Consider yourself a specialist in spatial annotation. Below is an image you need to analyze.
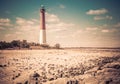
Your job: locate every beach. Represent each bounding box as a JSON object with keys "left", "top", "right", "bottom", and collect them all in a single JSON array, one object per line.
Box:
[{"left": 0, "top": 48, "right": 120, "bottom": 84}]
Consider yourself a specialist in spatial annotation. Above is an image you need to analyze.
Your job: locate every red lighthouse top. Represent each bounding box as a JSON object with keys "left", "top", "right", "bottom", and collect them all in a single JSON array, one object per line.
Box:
[{"left": 40, "top": 5, "right": 46, "bottom": 30}]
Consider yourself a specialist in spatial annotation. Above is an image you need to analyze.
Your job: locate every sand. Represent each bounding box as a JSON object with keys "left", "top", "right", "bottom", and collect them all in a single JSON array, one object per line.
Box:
[{"left": 0, "top": 49, "right": 120, "bottom": 84}]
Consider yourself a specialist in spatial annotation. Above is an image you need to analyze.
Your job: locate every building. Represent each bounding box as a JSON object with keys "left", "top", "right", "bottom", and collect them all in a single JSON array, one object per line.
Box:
[{"left": 39, "top": 5, "right": 46, "bottom": 45}]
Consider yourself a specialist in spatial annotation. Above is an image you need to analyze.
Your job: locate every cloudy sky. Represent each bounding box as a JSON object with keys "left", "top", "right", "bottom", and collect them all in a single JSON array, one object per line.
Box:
[{"left": 0, "top": 0, "right": 120, "bottom": 47}]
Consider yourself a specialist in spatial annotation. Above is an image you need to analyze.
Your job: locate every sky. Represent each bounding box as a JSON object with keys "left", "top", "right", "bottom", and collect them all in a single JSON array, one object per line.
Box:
[{"left": 0, "top": 0, "right": 120, "bottom": 47}]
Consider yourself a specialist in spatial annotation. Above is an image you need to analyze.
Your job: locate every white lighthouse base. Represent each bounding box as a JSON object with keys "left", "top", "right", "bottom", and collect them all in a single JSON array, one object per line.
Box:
[{"left": 39, "top": 29, "right": 46, "bottom": 45}]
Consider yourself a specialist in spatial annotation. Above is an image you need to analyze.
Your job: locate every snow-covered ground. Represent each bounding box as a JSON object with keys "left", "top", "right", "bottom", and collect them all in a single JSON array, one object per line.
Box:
[{"left": 0, "top": 49, "right": 120, "bottom": 84}]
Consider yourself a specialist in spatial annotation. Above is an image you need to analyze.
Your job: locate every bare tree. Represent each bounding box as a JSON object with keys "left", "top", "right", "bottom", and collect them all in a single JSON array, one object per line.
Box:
[{"left": 54, "top": 43, "right": 60, "bottom": 49}]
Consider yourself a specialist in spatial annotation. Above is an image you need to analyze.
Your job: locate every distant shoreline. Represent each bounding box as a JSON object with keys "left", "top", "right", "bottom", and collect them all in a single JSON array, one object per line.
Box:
[{"left": 1, "top": 47, "right": 120, "bottom": 50}]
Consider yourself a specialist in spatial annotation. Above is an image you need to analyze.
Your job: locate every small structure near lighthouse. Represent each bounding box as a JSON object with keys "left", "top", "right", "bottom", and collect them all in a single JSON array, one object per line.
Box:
[{"left": 39, "top": 5, "right": 46, "bottom": 45}]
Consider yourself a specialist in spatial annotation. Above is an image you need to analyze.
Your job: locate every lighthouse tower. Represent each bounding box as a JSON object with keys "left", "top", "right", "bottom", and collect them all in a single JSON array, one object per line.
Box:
[{"left": 39, "top": 6, "right": 46, "bottom": 45}]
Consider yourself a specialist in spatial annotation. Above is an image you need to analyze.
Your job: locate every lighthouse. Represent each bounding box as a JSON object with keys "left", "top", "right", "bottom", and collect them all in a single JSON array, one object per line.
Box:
[{"left": 39, "top": 5, "right": 46, "bottom": 45}]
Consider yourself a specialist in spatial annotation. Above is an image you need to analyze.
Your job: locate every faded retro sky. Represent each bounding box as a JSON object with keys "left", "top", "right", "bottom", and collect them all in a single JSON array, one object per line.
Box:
[{"left": 0, "top": 0, "right": 120, "bottom": 47}]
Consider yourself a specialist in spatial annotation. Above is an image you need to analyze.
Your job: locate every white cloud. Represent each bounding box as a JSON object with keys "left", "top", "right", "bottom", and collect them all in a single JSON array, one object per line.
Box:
[
  {"left": 15, "top": 17, "right": 40, "bottom": 33},
  {"left": 16, "top": 17, "right": 25, "bottom": 25},
  {"left": 86, "top": 27, "right": 98, "bottom": 31},
  {"left": 46, "top": 13, "right": 60, "bottom": 23},
  {"left": 94, "top": 15, "right": 112, "bottom": 20},
  {"left": 0, "top": 22, "right": 12, "bottom": 26},
  {"left": 0, "top": 18, "right": 12, "bottom": 26},
  {"left": 31, "top": 19, "right": 39, "bottom": 23},
  {"left": 102, "top": 24, "right": 108, "bottom": 27},
  {"left": 86, "top": 8, "right": 108, "bottom": 15},
  {"left": 59, "top": 4, "right": 65, "bottom": 9},
  {"left": 106, "top": 15, "right": 112, "bottom": 20},
  {"left": 15, "top": 31, "right": 22, "bottom": 34},
  {"left": 115, "top": 22, "right": 120, "bottom": 27},
  {"left": 101, "top": 29, "right": 109, "bottom": 33},
  {"left": 0, "top": 27, "right": 4, "bottom": 30},
  {"left": 0, "top": 18, "right": 10, "bottom": 23},
  {"left": 16, "top": 17, "right": 35, "bottom": 25},
  {"left": 46, "top": 12, "right": 75, "bottom": 32},
  {"left": 47, "top": 22, "right": 71, "bottom": 32},
  {"left": 8, "top": 17, "right": 39, "bottom": 42},
  {"left": 5, "top": 34, "right": 11, "bottom": 37},
  {"left": 71, "top": 29, "right": 84, "bottom": 38}
]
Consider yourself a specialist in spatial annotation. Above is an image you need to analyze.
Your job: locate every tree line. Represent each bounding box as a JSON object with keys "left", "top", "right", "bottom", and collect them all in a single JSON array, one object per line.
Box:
[
  {"left": 0, "top": 40, "right": 36, "bottom": 49},
  {"left": 0, "top": 40, "right": 60, "bottom": 50}
]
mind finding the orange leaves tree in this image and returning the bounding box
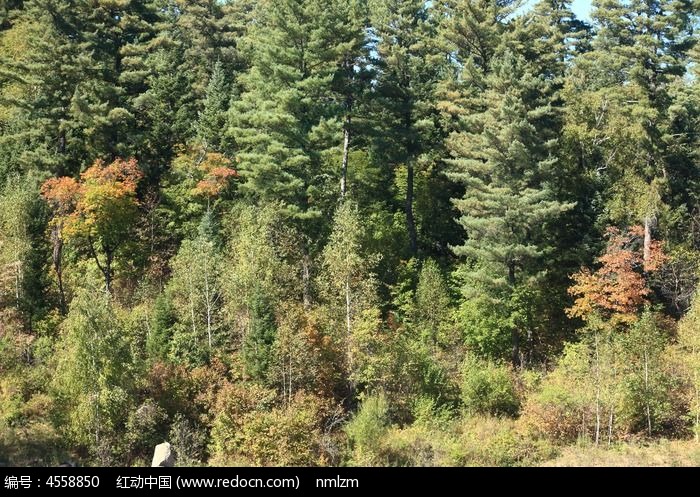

◆ **Exercise aim**:
Please show every line of the entries above that contains the word "lighthouse".

◆ **Output for this task**:
Your job: locate every red lighthouse top. Represent each bounding box as a JSON object with keys "left", "top", "right", "bottom", and collect them all in a single JSON array, one object per line.
Your job: locate every white lighthouse base. Represent each bounding box as a JSON object with keys "left", "top", "right", "bottom", and collect them all in a single JSON array, one object per line.
Your job: locate every small structure near lighthouse. Represent each bounding box as a JSON object with keys "left", "top", "right", "bottom", and collect them all in a single JSON array, one object per line.
Your job: locate every lighthouse tower. Represent each bounding box as a JSON object with keys "left", "top", "right", "bottom", and collect them all in a single JSON array, one object per line.
Your job: locate every lighthouse. Represent each bounding box as a JSON object with keys "left", "top", "right", "bottom", and collect them all in a single JSON array, one object per line.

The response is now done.